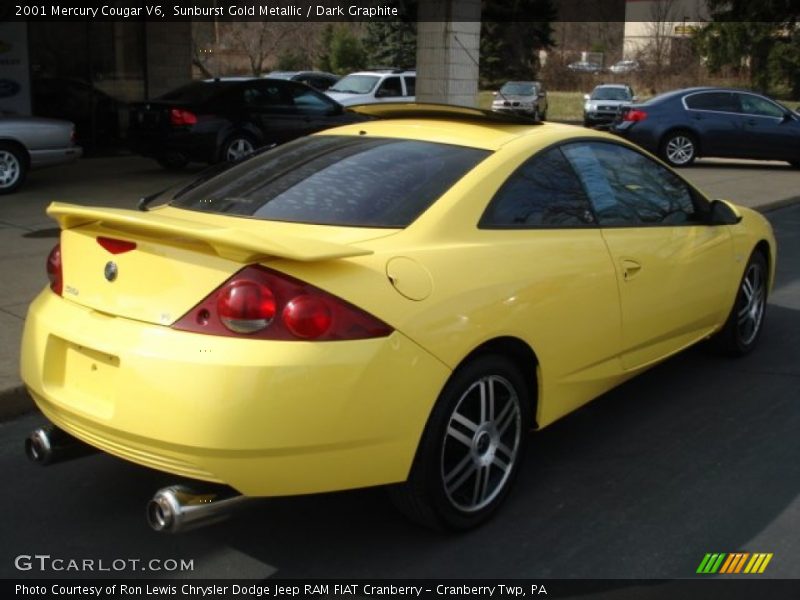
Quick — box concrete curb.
[0,196,800,423]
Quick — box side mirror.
[709,200,742,225]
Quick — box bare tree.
[221,21,301,77]
[643,0,681,81]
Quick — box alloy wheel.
[441,375,522,513]
[736,262,767,346]
[0,150,21,188]
[666,135,694,165]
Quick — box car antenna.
[453,34,511,106]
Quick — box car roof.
[314,103,617,151]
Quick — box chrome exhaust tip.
[146,485,252,533]
[25,425,97,466]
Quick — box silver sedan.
[0,115,83,194]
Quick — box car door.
[683,91,747,156]
[736,92,800,160]
[564,142,733,369]
[478,147,622,422]
[242,79,308,144]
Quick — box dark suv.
[129,78,364,169]
[612,87,800,167]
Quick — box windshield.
[592,88,631,100]
[500,81,536,96]
[171,135,489,228]
[328,75,380,94]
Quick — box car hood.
[494,94,536,103]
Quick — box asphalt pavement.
[0,155,800,580]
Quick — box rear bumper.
[21,289,449,496]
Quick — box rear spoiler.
[47,202,372,263]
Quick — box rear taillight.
[622,108,647,121]
[169,108,197,125]
[47,243,64,296]
[172,265,392,341]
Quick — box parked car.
[608,60,641,75]
[21,103,776,531]
[325,69,417,106]
[583,83,637,127]
[567,60,603,73]
[266,71,339,92]
[492,81,547,120]
[0,114,83,194]
[613,87,800,167]
[129,78,361,168]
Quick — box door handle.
[622,258,642,281]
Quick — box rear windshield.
[171,135,489,228]
[158,81,231,103]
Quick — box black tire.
[658,130,698,167]
[710,250,769,356]
[219,133,258,162]
[389,354,531,530]
[0,142,28,195]
[156,152,189,171]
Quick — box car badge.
[103,260,119,281]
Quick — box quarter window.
[563,142,703,227]
[686,92,739,112]
[738,94,784,119]
[480,148,594,229]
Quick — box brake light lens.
[217,279,275,333]
[622,109,647,122]
[169,108,197,125]
[172,265,393,341]
[47,243,64,296]
[97,236,136,254]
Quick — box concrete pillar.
[145,21,192,98]
[416,0,481,106]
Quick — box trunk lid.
[47,203,394,325]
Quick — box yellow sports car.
[17,104,776,531]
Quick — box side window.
[564,142,704,227]
[737,94,784,119]
[292,85,335,115]
[242,83,292,110]
[375,77,403,98]
[479,148,594,229]
[686,92,739,112]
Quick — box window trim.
[554,137,711,229]
[476,143,600,231]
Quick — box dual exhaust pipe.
[25,425,253,533]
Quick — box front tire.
[711,250,769,356]
[659,131,697,167]
[390,355,531,530]
[0,143,28,194]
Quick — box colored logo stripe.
[697,552,773,575]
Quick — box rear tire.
[0,143,28,194]
[711,250,769,356]
[658,131,697,167]
[389,355,531,530]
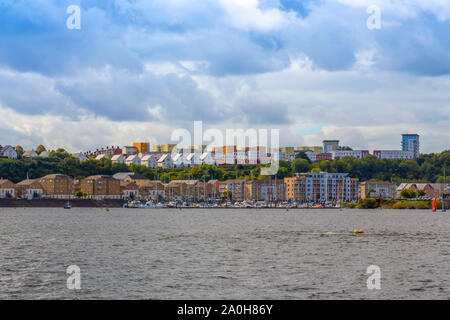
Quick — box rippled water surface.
[0,208,450,299]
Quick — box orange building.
[133,142,150,153]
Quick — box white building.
[22,150,38,158]
[111,154,127,163]
[172,152,184,168]
[200,152,216,165]
[72,152,88,162]
[122,146,139,156]
[373,150,414,160]
[158,153,173,169]
[297,172,359,202]
[0,179,16,199]
[141,154,157,169]
[0,146,17,159]
[329,150,369,160]
[125,154,141,166]
[95,153,109,160]
[185,152,201,168]
[305,150,316,162]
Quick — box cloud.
[0,0,450,150]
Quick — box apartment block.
[359,181,397,199]
[80,175,121,199]
[37,174,75,199]
[296,172,359,202]
[284,177,306,202]
[0,179,17,199]
[133,142,150,153]
[244,180,285,202]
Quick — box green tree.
[36,144,47,154]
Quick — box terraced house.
[80,175,121,200]
[16,179,44,200]
[0,179,17,199]
[37,174,75,199]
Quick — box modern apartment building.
[373,150,414,160]
[402,133,420,157]
[16,179,44,199]
[0,179,17,199]
[220,179,247,201]
[297,172,359,202]
[133,142,150,153]
[37,174,75,199]
[329,150,369,160]
[244,180,285,202]
[359,181,397,199]
[322,140,339,152]
[80,175,121,199]
[297,146,323,153]
[284,177,306,202]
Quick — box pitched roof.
[113,172,148,180]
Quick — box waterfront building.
[244,179,285,202]
[0,179,17,199]
[157,153,173,169]
[22,150,38,158]
[200,151,216,165]
[139,180,166,200]
[396,183,450,199]
[165,180,199,201]
[402,133,420,157]
[171,152,184,168]
[297,146,323,154]
[111,154,127,164]
[373,150,414,160]
[36,174,75,199]
[16,179,44,200]
[112,172,150,186]
[316,152,333,161]
[305,150,317,162]
[72,152,88,162]
[38,150,50,158]
[133,142,150,153]
[284,177,306,202]
[280,147,295,157]
[95,153,109,160]
[120,181,140,200]
[359,181,397,199]
[159,144,177,152]
[220,179,246,201]
[296,172,359,202]
[322,140,339,152]
[329,150,369,160]
[80,175,121,199]
[125,154,141,166]
[0,146,17,159]
[122,146,139,157]
[141,154,158,169]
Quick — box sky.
[0,0,450,152]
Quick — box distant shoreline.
[0,199,124,208]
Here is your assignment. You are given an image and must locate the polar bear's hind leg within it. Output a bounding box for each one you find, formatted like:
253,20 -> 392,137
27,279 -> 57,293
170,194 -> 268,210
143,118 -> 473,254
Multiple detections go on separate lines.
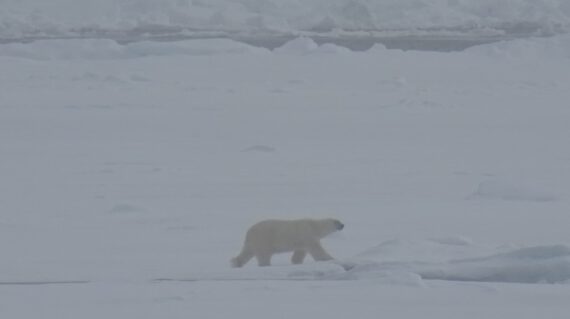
291,250 -> 307,265
231,249 -> 253,268
309,242 -> 334,261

######

**WORK TO DO**
Rewrite the records as a Markdown table with the columns Row and Entry, from the line with "Quick — box apartment block." up to and including the line with "[113,172,148,180]". Give each line its row number and omit blank lines.

**OUTPUT BELOW**
| Row | Entry |
|---|---|
| 1 | Quick — box apartment block. |
| 2 | [359,181,397,199] |
| 3 | [80,175,121,199] |
| 4 | [37,174,75,199] |
| 5 | [296,172,359,202] |
| 6 | [284,177,306,202] |
| 7 | [0,179,17,199] |
| 8 | [133,142,150,153] |
| 9 | [244,180,285,202] |
| 10 | Quick — box green tree. |
| 11 | [36,144,47,154] |
| 12 | Quick — box terraced house. |
| 13 | [80,175,121,200] |
| 14 | [16,179,44,200] |
| 15 | [0,179,17,199] |
| 16 | [37,174,75,199] |
| 17 | Quick — box modern apartment building. |
| 18 | [373,150,414,160] |
| 19 | [402,133,420,157] |
| 20 | [16,179,44,199] |
| 21 | [0,179,17,199] |
| 22 | [220,179,247,201] |
| 23 | [297,172,359,202] |
| 24 | [133,142,150,153] |
| 25 | [37,174,75,199] |
| 26 | [329,150,369,160] |
| 27 | [244,180,285,202] |
| 28 | [359,181,397,199] |
| 29 | [322,140,339,152] |
| 30 | [80,175,121,199] |
| 31 | [297,146,323,153] |
| 32 | [284,177,306,202] |
| 33 | Quick — box pitched roof. |
| 34 | [113,172,148,180] |